_What you have to do_
Identify all lines below that hold "text" and collect them.

### Records shown

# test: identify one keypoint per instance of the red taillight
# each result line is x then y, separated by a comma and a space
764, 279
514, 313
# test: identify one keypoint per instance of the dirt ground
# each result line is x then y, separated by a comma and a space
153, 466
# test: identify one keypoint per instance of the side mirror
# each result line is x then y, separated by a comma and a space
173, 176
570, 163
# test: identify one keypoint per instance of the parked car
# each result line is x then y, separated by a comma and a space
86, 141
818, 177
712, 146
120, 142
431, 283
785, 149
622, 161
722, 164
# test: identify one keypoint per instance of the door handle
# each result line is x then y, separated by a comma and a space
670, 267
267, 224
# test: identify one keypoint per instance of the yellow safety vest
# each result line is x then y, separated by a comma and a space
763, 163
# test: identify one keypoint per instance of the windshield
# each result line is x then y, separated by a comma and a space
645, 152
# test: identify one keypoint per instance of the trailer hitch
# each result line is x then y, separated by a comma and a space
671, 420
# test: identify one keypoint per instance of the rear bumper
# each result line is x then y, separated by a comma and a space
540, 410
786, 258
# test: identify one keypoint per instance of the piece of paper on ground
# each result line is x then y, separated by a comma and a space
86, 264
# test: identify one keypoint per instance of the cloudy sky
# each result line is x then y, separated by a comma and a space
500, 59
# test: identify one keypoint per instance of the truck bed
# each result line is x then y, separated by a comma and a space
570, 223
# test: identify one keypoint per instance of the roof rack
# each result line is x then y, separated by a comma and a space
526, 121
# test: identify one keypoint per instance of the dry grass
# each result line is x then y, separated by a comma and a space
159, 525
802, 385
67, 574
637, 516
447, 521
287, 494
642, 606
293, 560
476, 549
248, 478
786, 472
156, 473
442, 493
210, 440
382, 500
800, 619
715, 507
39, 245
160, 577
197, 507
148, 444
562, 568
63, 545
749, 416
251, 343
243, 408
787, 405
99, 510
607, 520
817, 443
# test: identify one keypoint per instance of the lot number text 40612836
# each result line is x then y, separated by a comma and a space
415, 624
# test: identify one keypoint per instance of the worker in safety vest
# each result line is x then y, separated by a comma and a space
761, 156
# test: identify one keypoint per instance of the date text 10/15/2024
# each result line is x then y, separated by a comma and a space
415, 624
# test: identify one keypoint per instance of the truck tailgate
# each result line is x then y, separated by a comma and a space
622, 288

######

_Exercise result_
# test: identify one keypoint per instance of the lot number text 40612836
# test: identify one keypoint per instance of the date text 10/15/2024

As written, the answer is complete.